:: INFORMATION GIVEN ::
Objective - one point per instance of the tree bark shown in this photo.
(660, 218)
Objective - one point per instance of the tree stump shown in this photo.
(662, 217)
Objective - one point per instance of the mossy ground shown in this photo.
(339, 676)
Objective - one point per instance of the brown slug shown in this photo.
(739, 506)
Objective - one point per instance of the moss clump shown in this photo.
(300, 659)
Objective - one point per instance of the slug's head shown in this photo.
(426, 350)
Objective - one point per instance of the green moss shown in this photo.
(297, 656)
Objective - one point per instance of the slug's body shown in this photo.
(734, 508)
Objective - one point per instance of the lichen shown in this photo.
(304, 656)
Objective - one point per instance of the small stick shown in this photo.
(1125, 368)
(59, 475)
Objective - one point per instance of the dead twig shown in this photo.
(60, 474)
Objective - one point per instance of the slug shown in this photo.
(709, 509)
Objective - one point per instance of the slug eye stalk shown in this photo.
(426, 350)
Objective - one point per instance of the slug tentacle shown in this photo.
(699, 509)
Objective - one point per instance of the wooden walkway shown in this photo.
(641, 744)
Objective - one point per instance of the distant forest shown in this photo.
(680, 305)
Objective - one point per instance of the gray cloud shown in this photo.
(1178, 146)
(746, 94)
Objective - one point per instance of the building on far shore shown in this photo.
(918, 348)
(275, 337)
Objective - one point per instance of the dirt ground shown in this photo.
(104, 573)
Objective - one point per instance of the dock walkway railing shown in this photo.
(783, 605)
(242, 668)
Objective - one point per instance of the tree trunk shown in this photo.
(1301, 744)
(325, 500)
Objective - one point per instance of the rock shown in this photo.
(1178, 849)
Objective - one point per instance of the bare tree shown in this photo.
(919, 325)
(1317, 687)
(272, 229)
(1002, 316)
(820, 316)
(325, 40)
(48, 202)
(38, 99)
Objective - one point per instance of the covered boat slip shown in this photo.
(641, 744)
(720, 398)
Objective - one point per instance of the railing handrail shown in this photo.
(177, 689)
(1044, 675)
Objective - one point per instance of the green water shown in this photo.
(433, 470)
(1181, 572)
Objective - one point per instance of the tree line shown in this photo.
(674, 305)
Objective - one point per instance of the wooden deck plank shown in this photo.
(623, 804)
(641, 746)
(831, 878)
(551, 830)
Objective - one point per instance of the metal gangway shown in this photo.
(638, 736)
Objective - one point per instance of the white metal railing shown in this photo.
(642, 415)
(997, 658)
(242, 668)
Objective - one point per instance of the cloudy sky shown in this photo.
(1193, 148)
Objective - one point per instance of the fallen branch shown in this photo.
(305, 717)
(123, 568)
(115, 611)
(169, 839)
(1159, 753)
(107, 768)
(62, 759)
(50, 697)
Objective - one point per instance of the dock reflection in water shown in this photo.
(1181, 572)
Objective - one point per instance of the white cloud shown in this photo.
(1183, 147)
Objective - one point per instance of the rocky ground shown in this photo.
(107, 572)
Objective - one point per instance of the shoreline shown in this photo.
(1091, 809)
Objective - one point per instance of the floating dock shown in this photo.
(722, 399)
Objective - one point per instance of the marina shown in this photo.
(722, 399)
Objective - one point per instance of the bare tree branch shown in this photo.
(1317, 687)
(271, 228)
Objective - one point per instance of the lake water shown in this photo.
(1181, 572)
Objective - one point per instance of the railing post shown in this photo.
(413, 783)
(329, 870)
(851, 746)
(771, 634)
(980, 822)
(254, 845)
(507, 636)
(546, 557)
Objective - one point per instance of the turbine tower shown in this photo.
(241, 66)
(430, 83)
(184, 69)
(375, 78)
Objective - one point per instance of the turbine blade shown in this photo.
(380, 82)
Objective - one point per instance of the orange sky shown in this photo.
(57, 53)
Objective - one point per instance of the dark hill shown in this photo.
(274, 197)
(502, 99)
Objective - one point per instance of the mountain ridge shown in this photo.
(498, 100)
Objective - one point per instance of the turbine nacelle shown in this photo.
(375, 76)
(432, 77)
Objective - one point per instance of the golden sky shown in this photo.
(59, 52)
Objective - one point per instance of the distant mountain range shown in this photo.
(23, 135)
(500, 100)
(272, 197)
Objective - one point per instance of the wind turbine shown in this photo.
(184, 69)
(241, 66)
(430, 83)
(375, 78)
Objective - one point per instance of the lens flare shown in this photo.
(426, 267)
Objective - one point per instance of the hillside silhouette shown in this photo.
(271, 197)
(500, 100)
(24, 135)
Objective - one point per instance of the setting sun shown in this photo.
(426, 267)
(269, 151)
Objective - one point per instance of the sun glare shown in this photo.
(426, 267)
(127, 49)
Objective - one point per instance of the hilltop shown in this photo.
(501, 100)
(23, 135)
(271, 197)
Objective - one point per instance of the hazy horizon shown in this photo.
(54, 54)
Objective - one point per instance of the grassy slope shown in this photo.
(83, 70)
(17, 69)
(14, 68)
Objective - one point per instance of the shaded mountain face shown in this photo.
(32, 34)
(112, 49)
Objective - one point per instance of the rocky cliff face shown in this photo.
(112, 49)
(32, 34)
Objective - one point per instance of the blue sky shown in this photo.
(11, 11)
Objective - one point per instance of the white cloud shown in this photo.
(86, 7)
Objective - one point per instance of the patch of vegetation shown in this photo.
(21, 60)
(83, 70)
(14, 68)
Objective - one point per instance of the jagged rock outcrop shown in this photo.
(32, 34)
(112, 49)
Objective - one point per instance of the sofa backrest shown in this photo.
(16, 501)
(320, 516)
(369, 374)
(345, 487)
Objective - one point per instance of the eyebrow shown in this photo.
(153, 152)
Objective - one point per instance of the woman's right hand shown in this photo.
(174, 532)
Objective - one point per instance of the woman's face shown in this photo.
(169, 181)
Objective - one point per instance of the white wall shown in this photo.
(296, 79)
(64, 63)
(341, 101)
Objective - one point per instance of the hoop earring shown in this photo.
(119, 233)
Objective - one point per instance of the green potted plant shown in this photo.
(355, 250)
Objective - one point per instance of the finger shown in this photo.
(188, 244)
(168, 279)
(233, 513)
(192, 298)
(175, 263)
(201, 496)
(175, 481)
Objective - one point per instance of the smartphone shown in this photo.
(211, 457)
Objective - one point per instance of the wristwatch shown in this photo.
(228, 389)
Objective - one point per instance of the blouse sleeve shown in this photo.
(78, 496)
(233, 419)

:: EXERCISE REQUIREMENTS ::
An exact, complete copy of the data is the only acceptable answer.

:: REPLY TO THE TASK ::
Objective - one point per instance of the tree bark shown in this photo.
(660, 218)
Objective - one point per instance of the tree stump shown in this photo.
(662, 217)
Objective - one point per instance of the mossy ground shown in this photo.
(339, 676)
Objective - one point per instance of the brown slug shown in this photo.
(739, 506)
Objective - one point per instance of the moss clump shown in this photo.
(300, 659)
Objective - one point per instance of the slug's head shown in this photo.
(426, 350)
Objective - one point per instance of the green moss shown in this photo.
(297, 656)
Objective - one point per instance of the slug's body shown in this photo.
(734, 508)
Objective - one point per instance of the lichen shown in this photo.
(304, 656)
Objective - one point per instance of the small stick shown in this photo.
(1125, 368)
(59, 475)
Objective - one point per instance of the dead twig shown in this photo.
(60, 474)
Objective - one point per instance of the slug shown in this photo.
(709, 509)
Objective - one point per instance of the slug eye stalk shown in this photo.
(426, 350)
Objective - one point per instance of the slug tentacle shown in this photo.
(699, 509)
Objective - one point per instance of the wooden walkway shown in this photo.
(641, 744)
Objective - one point per instance of the distant forest shown in this photo.
(680, 305)
Objective - one point per instance of the gray cloud shown in this photo.
(1178, 146)
(746, 94)
Objective - one point per instance of the building on far shore shown in this photo.
(918, 348)
(275, 337)
Objective - one point per instance of the dirt ground shown in this photo.
(104, 573)
Objective - one point per instance of the dock walkway railing shown in this photo.
(783, 605)
(242, 668)
Objective - one point per instance of the tree trunk shown in this photo.
(1301, 744)
(325, 500)
Objective - one point per instance of the rock shown in this photo.
(1178, 849)
Objective - one point per instance of the bare tree shown in this photo.
(919, 325)
(1317, 687)
(272, 229)
(1002, 316)
(820, 316)
(325, 40)
(48, 202)
(38, 99)
Objective - one point per instance of the covered boat slip shown in this photo.
(641, 744)
(720, 398)
Objective - one point per instance of the railing handrail shown in this photo.
(177, 689)
(1044, 675)
Objective - one point per instance of the green water shown in this photo.
(433, 470)
(1181, 572)
Objective - one point per instance of the tree line shown in this photo.
(674, 305)
Objective - one point per instance of the wooden deck plank shown in this photo.
(623, 804)
(641, 746)
(831, 878)
(551, 830)
Objective - one point per instance of the metal gangway shown in this photo.
(638, 736)
Objective - one point per instance of the white metal railing shown in this photo.
(642, 415)
(997, 658)
(242, 668)
Objective - one point per instance of the cloudy sky shown in this photo.
(1193, 148)
Objective - one point per instance of the fallen branch shown in this photo.
(305, 717)
(123, 568)
(115, 611)
(169, 839)
(1159, 753)
(107, 768)
(62, 759)
(50, 697)
Objective - one point per instance of the dock reflection in water shown in this photo.
(1181, 572)
Objective - one point per instance of the white cloud shown in this photo.
(1183, 147)
Objective - one point per instance of the rocky ground shown in this photo.
(107, 572)
Objective - one point per instance of the shoreline shown in this photo.
(1091, 809)
Objective - one point per instance of the floating dock shown in this photo.
(722, 399)
Objective - one point per instance of the marina shown in this photo.
(722, 399)
Objective - one point per instance of the bare tree branch shown in this photo.
(1317, 687)
(271, 228)
Objective - one point per instance of the lake water shown in this photo.
(1181, 572)
Objective - one point per instance of the railing post shown in this photo.
(413, 783)
(329, 870)
(851, 746)
(771, 634)
(980, 822)
(254, 845)
(507, 636)
(546, 557)
Objective - one point per instance of the turbine tower shown in this photo.
(241, 66)
(430, 83)
(184, 69)
(375, 78)
Objective - one point per instance of the turbine blade shown in this photo.
(380, 82)
Objective - one point per instance of the orange sky shown in this photo.
(57, 53)
Objective - one point per instance of the dark hill shown in this photo.
(274, 197)
(502, 99)
Objective - one point per instance of the mountain ridge shown in this photo.
(498, 100)
Objective - one point per instance of the turbine nacelle shown in this photo.
(375, 76)
(432, 77)
Objective - one point per instance of the golden sky shown in this photo.
(59, 52)
Objective - one point per instance of the distant mountain range shown in this photo.
(23, 135)
(500, 100)
(272, 197)
Objective - one point per instance of the wind turbine shown in this photo.
(184, 69)
(241, 66)
(430, 83)
(375, 78)
Objective - one point per instance of the lens flare shown in this photo.
(426, 267)
Objective - one point per instance of the hillside silhouette shown in this photo.
(271, 197)
(500, 100)
(24, 135)
Objective - one point per instance of the setting sun shown in this photo.
(426, 267)
(269, 151)
Objective - one point per instance of the sun glare shown in this photo.
(426, 267)
(127, 49)
Objective - one point per instance of the hilltop shown in this photo.
(501, 100)
(23, 135)
(271, 197)
Objective - one point per instance of the hazy horizon shown in this photo.
(54, 54)
Objective - one point per instance of the grassy slope shown in this photo.
(83, 70)
(17, 69)
(14, 68)
Objective - one point per instance of the shaded mountain face shown in this photo.
(32, 34)
(112, 49)
Objective - one point per instance of the rocky cliff face shown in this photo.
(112, 49)
(32, 34)
Objective - one point per instance of the blue sky shown in this photo.
(11, 11)
Objective - one point per instance of the white cloud shown in this photo.
(86, 7)
Objective - one point per instance of the patch of vegetation shown in this photo.
(21, 60)
(83, 70)
(14, 68)
Objective - one point per instance of the jagged rock outcrop shown in this photo.
(32, 34)
(112, 49)
Objective - one point per instance of the sofa backrest shown in this photo.
(16, 501)
(320, 516)
(369, 374)
(345, 487)
Objective - one point per instance of the eyebrow shown in this photo.
(153, 152)
Objective - one point per instance of the woman's right hand shown in this photo.
(174, 532)
Objective - one point per instance of the woman's face shown in this photo.
(169, 181)
Objective - one point per instance of the white wall shown in this photo.
(296, 79)
(64, 63)
(341, 101)
Objective - one point per instance of the hoop earring shown in this photo.
(119, 233)
Objective - one point per instance of the green potted plant shown in this photo.
(355, 250)
Objective - one point per instance of the finger shown in this photo.
(188, 244)
(168, 279)
(233, 513)
(192, 298)
(175, 263)
(201, 496)
(175, 481)
Objective - one point per instance of the smartphone shown in this photo.
(211, 457)
Objective - one point per instance of the wristwatch shown in this photo.
(228, 389)
Objective - one point per instance of the blouse sleeve shown in this photo.
(78, 496)
(233, 419)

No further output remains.